── Given passage

Customized Baseline Correction

This example looks at the ingenious basline correction method created by Liland et al., custom_bc().

The custom_bc() method works exceedingly well for morphological and smoothing baselines, since those methods typically depend directly on the number of data points, and for Whittaker-smoothing-based methods, since the lam value is heavily dependant on the number of data points.

This example will examine the use of the optimizer method custom_bc() paired with the Whittaker-smoothing-based method arpls()

import matplotlib.pyplot as plt
import numpy as np

from pybaselines import Baseline
from pybaselines.utils import gaussian


x = np.linspace(20, 1000, 1000)
signal = (
    + gaussian(x, 6, 240, 5)
    + gaussian(x, 8, 350, 11)
    + gaussian(x, 15, 400, 18)
    + gaussian(x, 6, 550, 6)
    + gaussian(x, 13, 700, 8)
    + gaussian(x, 9, 800, 9)
    + gaussian(x, 9, 880, 7)
)
baseline = 5 + 6 * np.exp(-(x - 40) / 30) + gaussian(x, 5, 1000, 300)
noise = np.random.default_rng(0).normal(0, 0.1, len(x))
y = signal + baseline + noise

baseline_fitter = Baseline(x_data=x)

For certain types of data, there can often be a sharp change in the baseline withinin a small region, such as in Raman spectroscopy near a Raman shift of 0 or in XRD at low two-theta. This presents a significant challenge to baseline algorithms that fit a single "global" baseline such as Whittaker-smoothing-based methods.

The majority of the data can be fit using a "stiff" baseline, but the anomolous region requires a more flexible baseline. Plotting each of these two cases separately, it is apparent each fits its target region well, but combining the two into a single baseline is difficult.

lam_flexible = 1e2
lam_stiff = 5e5

flexible_baseline = baseline_fitter.arpls(y, lam=lam_flexible)[0]
stiff_baseline = baseline_fitter.arpls(y, lam=lam_stiff)[0]

plt.figure()
plt.plot(x, y)
plt.plot(x, flexible_baseline, label='Flexible baseline')

────

- _To be done_
a) In the baseline correction example, which Whittaker-smoothing-based method is paired with custom_bc()?
b) Write out the part of the baseline correction example that starts with the words containing "from pybaselines import" and ends with "15, 400, 18)".
The records after this point come from a different source.

── Data entries

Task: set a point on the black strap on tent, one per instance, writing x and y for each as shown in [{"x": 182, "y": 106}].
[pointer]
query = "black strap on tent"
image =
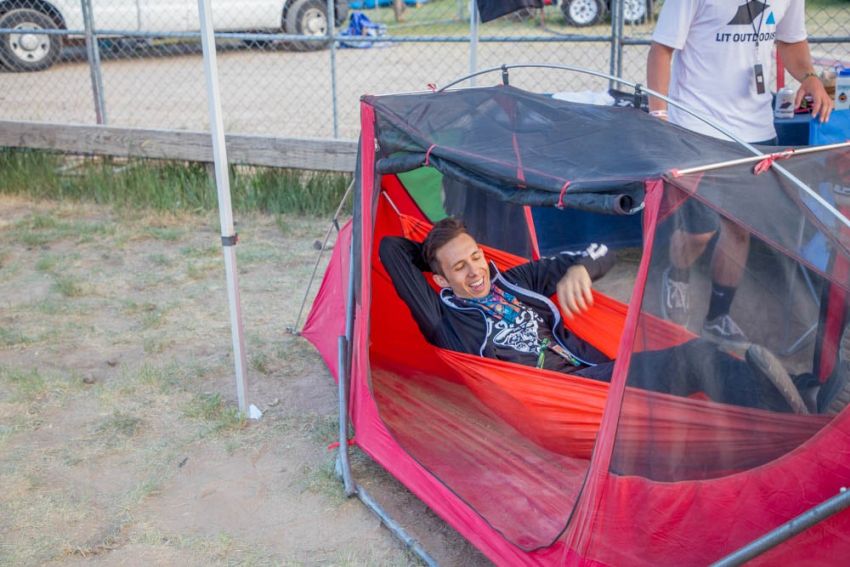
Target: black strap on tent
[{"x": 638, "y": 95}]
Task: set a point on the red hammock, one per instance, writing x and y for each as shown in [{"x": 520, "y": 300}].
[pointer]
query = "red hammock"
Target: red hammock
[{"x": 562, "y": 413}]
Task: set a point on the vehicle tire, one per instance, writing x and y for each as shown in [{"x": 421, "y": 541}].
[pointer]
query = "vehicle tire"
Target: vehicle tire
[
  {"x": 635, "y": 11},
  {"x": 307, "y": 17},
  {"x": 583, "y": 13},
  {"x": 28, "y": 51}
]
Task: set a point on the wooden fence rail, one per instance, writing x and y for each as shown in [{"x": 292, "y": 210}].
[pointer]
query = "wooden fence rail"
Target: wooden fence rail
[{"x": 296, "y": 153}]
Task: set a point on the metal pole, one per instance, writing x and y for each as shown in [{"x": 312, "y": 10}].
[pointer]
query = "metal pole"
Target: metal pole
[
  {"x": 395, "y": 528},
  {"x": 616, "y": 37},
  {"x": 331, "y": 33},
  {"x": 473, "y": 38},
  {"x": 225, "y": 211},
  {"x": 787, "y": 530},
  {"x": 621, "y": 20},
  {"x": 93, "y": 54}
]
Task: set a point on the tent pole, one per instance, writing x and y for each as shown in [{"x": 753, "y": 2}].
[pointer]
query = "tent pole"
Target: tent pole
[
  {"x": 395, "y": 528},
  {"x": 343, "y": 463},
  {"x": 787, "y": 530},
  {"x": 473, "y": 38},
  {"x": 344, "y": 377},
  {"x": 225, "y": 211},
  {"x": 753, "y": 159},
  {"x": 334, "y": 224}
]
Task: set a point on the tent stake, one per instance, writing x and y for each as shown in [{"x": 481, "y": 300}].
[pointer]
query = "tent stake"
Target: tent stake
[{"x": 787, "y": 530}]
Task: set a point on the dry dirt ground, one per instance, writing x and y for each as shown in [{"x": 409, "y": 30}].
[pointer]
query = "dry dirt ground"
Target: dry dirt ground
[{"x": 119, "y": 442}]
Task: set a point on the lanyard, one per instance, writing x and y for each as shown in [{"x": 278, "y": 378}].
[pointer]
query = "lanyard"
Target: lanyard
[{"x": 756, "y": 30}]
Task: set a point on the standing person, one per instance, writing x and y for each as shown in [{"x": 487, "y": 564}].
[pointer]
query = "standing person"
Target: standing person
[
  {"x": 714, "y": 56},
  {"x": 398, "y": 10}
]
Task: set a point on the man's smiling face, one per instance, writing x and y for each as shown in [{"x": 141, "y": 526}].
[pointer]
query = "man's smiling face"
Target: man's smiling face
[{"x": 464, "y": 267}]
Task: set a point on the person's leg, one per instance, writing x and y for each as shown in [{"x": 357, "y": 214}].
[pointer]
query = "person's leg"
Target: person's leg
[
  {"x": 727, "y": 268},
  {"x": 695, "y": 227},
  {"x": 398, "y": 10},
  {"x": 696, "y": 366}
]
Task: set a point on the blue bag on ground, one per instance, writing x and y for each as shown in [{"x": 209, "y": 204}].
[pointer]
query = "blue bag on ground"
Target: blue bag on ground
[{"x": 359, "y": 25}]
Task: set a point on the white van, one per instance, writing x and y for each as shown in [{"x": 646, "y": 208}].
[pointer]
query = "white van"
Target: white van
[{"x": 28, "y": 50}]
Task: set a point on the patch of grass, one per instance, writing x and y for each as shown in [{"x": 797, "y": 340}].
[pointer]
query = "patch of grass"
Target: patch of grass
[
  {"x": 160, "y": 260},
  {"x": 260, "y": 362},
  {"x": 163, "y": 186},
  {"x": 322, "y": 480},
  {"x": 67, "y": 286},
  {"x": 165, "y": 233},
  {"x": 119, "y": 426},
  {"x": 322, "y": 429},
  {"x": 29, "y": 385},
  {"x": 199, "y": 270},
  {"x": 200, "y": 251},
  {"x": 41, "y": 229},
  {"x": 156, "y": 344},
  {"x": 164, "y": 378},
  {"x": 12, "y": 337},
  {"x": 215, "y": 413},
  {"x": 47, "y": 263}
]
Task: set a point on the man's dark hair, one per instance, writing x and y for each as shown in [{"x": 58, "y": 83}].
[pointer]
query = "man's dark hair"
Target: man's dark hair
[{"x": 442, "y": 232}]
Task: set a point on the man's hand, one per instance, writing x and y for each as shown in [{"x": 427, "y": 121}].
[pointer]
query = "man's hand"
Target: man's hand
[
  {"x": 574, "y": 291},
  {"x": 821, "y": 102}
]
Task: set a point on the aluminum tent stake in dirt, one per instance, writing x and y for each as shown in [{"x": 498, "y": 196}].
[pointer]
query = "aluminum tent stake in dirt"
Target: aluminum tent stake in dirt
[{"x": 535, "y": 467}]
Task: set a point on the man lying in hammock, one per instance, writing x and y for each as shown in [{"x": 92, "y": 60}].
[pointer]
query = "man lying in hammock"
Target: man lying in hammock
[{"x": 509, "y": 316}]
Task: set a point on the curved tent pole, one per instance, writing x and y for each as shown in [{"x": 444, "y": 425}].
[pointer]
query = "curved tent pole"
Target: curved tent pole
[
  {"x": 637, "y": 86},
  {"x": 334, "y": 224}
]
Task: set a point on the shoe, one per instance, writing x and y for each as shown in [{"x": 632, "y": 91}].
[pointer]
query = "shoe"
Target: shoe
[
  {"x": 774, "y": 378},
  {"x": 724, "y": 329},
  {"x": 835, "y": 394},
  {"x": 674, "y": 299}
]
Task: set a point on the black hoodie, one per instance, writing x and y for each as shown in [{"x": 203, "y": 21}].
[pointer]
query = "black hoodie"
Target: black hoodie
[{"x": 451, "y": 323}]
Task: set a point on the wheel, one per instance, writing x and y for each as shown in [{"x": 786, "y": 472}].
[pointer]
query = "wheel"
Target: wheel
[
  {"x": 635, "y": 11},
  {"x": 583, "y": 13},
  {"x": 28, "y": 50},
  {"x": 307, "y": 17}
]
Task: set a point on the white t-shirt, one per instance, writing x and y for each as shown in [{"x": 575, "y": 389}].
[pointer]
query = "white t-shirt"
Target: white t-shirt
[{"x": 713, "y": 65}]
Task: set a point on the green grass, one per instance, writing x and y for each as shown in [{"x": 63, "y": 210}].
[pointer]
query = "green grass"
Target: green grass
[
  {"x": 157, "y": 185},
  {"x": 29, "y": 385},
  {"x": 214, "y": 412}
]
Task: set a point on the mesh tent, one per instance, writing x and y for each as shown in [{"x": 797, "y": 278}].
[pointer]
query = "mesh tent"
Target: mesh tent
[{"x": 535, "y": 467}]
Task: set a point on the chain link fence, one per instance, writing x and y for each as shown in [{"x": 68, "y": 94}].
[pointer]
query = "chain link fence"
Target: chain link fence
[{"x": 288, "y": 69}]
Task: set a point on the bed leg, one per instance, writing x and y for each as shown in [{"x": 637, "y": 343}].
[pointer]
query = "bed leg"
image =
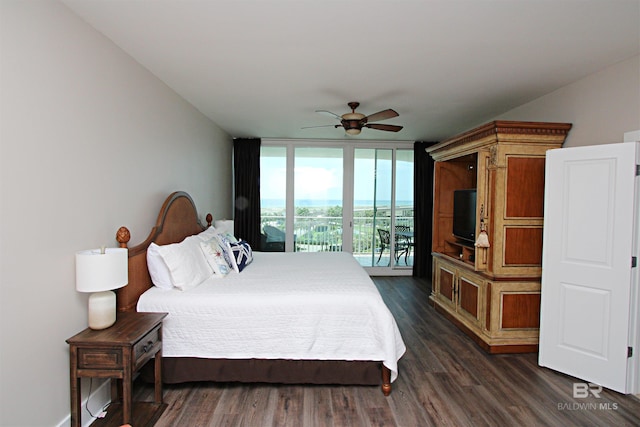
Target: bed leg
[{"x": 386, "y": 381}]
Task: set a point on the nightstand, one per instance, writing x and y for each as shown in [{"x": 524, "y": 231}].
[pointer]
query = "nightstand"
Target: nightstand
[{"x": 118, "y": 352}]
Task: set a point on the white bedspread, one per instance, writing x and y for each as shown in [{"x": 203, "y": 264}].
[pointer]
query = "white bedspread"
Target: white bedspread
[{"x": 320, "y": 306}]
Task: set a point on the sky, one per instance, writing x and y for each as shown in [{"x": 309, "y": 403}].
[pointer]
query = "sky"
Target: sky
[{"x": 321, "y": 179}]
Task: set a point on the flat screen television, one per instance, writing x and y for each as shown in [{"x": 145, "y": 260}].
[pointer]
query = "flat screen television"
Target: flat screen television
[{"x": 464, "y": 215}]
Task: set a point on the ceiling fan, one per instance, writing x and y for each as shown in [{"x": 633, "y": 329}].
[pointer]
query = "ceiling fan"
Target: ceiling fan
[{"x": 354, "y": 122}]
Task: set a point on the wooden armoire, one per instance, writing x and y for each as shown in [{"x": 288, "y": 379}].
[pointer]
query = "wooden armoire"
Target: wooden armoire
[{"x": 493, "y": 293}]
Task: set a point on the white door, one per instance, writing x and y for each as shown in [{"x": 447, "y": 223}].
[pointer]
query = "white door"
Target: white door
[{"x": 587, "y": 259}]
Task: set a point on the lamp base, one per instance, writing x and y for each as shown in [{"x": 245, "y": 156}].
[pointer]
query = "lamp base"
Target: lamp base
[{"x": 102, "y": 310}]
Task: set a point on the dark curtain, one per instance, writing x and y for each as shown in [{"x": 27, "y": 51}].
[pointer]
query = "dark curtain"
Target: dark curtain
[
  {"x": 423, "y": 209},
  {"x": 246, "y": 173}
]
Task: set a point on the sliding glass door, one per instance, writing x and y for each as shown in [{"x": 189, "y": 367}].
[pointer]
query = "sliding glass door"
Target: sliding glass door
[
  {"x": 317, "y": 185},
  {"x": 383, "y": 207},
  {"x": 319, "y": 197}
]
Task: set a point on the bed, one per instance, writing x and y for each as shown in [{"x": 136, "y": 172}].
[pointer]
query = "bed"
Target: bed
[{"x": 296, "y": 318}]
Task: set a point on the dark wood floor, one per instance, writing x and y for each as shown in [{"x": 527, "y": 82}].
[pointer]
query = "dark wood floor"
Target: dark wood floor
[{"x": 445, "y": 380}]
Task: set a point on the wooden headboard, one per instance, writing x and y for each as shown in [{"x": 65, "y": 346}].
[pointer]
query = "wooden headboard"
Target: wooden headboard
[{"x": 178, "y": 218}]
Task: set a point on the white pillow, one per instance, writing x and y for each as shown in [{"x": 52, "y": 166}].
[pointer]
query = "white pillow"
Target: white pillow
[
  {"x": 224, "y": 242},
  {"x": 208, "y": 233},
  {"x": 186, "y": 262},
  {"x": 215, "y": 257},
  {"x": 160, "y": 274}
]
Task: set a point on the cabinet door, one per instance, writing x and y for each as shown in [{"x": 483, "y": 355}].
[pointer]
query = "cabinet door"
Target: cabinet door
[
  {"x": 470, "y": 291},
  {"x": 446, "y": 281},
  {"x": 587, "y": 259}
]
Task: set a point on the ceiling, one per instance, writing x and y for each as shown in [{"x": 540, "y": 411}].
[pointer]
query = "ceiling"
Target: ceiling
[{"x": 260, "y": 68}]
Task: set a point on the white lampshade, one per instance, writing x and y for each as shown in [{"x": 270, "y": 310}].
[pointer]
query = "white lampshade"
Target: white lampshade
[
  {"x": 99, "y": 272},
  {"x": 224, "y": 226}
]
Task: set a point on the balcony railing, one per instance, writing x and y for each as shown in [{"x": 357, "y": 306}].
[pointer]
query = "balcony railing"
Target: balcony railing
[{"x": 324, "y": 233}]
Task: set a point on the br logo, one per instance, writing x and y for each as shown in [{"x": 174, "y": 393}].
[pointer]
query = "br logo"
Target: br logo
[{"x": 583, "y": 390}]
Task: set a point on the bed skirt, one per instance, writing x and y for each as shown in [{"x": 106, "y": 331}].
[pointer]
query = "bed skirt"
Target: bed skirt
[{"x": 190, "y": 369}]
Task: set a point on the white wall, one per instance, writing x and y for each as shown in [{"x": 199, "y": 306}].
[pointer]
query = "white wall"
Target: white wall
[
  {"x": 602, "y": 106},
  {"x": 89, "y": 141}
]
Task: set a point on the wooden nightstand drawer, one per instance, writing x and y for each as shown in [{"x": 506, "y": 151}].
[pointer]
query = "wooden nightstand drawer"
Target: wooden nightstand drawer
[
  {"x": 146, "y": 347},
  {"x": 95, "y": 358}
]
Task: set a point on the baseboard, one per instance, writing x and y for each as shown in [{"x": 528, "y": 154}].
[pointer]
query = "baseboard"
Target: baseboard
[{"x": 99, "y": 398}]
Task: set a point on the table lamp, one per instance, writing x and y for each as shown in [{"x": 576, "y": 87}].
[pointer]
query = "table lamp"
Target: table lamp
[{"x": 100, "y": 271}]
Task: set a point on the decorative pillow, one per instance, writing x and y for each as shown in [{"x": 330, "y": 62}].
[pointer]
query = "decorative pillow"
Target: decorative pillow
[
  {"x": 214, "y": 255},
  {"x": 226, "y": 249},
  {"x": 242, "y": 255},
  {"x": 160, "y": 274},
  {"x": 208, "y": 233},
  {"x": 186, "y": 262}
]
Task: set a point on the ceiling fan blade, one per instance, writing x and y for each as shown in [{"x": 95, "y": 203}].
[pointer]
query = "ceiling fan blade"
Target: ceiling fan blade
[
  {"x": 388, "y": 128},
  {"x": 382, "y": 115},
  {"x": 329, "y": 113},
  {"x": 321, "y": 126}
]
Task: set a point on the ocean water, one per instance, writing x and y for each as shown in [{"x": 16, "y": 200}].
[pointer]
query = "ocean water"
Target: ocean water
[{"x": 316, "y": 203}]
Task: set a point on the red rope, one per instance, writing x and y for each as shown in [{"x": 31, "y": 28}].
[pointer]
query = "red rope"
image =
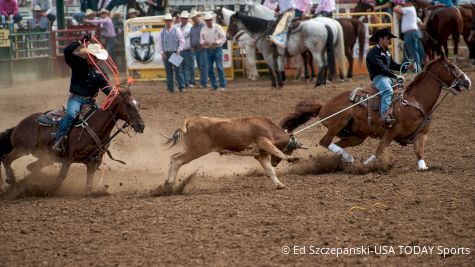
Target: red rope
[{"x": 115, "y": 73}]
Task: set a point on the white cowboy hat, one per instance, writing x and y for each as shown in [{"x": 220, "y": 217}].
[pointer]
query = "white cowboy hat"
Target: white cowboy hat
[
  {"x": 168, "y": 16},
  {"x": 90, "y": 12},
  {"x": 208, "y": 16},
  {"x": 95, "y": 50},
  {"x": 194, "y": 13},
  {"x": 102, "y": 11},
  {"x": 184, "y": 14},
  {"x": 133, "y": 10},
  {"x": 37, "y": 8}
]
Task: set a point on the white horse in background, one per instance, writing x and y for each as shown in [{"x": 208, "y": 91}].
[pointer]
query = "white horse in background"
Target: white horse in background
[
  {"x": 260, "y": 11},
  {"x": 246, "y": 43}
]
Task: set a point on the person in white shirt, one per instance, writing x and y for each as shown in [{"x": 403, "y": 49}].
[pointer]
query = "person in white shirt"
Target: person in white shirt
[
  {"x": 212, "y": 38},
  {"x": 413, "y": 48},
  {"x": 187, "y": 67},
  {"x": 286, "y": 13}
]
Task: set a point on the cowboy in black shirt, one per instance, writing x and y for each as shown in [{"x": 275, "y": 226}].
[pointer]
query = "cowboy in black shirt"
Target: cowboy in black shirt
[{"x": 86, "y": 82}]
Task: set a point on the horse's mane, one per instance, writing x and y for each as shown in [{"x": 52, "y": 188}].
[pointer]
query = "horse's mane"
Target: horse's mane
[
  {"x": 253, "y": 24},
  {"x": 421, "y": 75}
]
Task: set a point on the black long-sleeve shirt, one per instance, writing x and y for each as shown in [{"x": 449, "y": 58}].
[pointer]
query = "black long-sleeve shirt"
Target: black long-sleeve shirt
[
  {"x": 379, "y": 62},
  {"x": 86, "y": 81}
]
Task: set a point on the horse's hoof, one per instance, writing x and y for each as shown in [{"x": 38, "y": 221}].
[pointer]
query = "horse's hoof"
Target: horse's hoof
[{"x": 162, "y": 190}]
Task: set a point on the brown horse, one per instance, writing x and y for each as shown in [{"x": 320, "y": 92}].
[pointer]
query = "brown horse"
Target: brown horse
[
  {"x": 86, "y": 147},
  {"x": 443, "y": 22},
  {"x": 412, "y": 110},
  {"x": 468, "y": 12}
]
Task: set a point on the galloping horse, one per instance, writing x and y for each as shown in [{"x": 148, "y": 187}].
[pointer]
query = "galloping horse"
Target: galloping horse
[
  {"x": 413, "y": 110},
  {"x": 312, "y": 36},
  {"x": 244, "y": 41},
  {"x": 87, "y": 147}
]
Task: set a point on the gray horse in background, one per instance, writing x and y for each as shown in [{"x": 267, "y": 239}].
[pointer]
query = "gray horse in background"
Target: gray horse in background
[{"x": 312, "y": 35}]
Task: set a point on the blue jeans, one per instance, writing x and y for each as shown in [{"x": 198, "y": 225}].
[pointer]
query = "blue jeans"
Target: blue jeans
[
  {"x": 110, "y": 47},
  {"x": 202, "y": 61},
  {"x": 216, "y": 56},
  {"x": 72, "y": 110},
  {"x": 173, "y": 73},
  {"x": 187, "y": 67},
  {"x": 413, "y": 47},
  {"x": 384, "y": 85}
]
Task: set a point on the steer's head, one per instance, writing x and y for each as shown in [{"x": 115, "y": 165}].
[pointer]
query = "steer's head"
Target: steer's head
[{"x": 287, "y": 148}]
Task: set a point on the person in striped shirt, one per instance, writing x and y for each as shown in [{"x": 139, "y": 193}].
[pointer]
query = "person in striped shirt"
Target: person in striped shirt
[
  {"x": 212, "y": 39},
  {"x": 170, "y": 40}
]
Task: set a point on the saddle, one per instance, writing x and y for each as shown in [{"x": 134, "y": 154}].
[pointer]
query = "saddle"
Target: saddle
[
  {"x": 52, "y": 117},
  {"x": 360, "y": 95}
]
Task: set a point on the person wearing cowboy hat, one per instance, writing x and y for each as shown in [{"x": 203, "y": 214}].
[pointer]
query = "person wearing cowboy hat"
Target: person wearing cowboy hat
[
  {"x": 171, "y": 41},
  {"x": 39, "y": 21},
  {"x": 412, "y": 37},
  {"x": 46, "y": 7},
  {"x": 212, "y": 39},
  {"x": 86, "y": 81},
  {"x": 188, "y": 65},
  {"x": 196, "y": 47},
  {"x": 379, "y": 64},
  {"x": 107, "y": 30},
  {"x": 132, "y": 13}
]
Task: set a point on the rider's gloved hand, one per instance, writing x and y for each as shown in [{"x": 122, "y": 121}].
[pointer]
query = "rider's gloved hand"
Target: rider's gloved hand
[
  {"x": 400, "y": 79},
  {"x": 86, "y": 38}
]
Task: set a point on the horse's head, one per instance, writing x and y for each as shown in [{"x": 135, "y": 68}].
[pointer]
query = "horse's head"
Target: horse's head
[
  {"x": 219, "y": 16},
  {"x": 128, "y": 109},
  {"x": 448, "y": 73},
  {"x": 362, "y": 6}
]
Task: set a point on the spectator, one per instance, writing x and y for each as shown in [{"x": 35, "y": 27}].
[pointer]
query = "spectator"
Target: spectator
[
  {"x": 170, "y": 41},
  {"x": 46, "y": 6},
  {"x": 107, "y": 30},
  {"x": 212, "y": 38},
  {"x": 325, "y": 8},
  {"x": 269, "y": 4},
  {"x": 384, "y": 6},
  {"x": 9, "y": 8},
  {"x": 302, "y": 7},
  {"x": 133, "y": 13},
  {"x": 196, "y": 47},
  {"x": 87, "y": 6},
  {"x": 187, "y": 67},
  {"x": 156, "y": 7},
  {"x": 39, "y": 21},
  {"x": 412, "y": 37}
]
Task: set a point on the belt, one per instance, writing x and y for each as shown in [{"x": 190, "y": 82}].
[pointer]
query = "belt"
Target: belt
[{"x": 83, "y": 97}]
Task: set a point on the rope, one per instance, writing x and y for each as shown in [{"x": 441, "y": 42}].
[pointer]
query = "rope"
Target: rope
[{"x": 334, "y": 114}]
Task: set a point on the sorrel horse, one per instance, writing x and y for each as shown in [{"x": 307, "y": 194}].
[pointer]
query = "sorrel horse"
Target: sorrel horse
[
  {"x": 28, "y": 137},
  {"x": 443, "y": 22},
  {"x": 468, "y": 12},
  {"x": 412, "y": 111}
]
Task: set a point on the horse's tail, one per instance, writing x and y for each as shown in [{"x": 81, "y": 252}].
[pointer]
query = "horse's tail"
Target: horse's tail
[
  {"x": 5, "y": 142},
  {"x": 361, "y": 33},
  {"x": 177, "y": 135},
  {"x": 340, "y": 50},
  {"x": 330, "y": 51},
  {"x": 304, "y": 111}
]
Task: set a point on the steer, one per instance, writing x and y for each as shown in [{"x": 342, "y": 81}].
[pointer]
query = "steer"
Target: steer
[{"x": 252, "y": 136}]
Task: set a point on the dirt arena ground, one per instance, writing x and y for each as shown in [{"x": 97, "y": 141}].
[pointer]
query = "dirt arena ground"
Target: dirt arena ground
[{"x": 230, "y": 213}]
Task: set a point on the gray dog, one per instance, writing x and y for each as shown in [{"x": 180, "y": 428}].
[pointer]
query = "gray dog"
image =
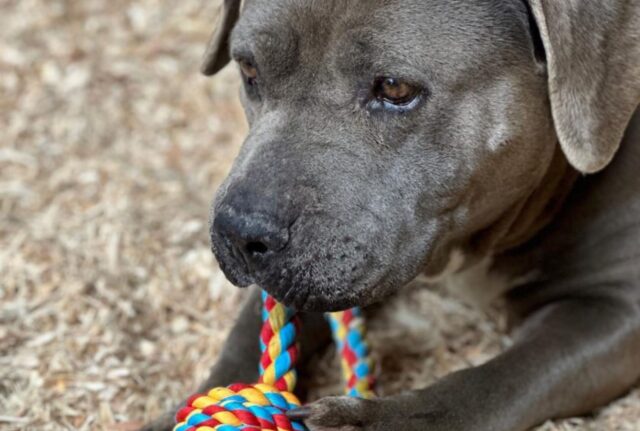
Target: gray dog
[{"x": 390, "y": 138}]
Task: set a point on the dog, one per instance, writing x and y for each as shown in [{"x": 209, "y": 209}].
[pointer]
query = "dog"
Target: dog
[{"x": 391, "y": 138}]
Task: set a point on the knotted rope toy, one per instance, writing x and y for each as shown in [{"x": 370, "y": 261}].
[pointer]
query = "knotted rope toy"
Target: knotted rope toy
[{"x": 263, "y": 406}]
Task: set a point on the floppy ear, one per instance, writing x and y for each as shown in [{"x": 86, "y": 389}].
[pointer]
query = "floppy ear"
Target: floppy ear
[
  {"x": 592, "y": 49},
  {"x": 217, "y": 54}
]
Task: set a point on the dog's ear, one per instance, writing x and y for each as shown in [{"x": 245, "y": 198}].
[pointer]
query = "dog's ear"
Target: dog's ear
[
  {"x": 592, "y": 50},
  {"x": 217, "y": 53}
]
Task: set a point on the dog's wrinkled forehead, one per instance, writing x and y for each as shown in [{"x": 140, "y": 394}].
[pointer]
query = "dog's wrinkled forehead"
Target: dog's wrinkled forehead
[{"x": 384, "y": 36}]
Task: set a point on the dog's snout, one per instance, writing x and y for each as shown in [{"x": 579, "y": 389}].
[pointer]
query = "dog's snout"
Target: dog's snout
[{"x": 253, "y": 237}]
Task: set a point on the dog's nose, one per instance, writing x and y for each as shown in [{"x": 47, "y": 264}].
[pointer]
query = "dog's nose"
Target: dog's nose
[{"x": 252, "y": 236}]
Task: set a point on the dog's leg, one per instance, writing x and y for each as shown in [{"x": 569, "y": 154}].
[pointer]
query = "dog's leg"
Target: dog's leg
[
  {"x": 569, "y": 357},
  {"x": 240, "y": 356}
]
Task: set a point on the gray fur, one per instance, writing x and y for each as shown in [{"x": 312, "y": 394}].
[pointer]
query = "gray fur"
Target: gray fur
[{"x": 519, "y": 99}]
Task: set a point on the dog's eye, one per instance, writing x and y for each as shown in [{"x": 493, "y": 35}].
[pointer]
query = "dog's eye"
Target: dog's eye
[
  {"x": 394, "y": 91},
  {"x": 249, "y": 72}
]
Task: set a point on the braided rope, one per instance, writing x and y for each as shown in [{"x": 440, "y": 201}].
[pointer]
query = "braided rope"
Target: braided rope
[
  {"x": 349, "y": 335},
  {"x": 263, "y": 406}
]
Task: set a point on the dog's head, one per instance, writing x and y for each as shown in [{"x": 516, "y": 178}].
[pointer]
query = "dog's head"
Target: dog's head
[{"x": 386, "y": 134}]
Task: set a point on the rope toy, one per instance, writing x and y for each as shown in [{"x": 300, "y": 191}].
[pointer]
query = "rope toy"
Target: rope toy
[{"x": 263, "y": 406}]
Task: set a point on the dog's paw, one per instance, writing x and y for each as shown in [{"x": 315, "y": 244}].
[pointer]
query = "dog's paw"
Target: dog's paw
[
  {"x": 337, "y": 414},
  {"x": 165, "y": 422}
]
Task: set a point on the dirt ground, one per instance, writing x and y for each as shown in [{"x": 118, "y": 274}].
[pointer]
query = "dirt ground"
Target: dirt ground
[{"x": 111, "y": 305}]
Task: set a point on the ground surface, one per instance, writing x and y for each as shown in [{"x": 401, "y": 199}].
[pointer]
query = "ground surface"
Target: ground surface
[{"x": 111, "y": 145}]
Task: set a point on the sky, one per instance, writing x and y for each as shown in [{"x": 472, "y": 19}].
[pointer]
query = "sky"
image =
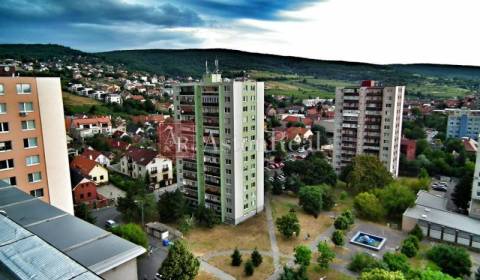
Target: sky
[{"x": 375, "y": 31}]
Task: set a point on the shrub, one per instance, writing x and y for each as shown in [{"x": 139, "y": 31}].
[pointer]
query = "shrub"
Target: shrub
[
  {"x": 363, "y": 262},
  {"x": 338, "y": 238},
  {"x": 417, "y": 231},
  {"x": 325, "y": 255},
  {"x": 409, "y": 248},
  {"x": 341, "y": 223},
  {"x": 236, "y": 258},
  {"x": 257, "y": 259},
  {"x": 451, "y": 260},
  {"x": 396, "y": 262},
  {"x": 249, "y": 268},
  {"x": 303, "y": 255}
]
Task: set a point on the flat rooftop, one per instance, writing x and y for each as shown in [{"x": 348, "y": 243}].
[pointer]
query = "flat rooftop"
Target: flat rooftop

────

- _Responses to the exercise_
a) The arpls() method.

b)
from pybaselines import Baseline
from pybaselines.utils import gaussian


x = np.linspace(20, 1000, 1000)
signal = (
    + gaussian(x, 6, 240, 5)
    + gaussian(x, 8, 350, 11)
    + gaussian(x, 15, 400, 18)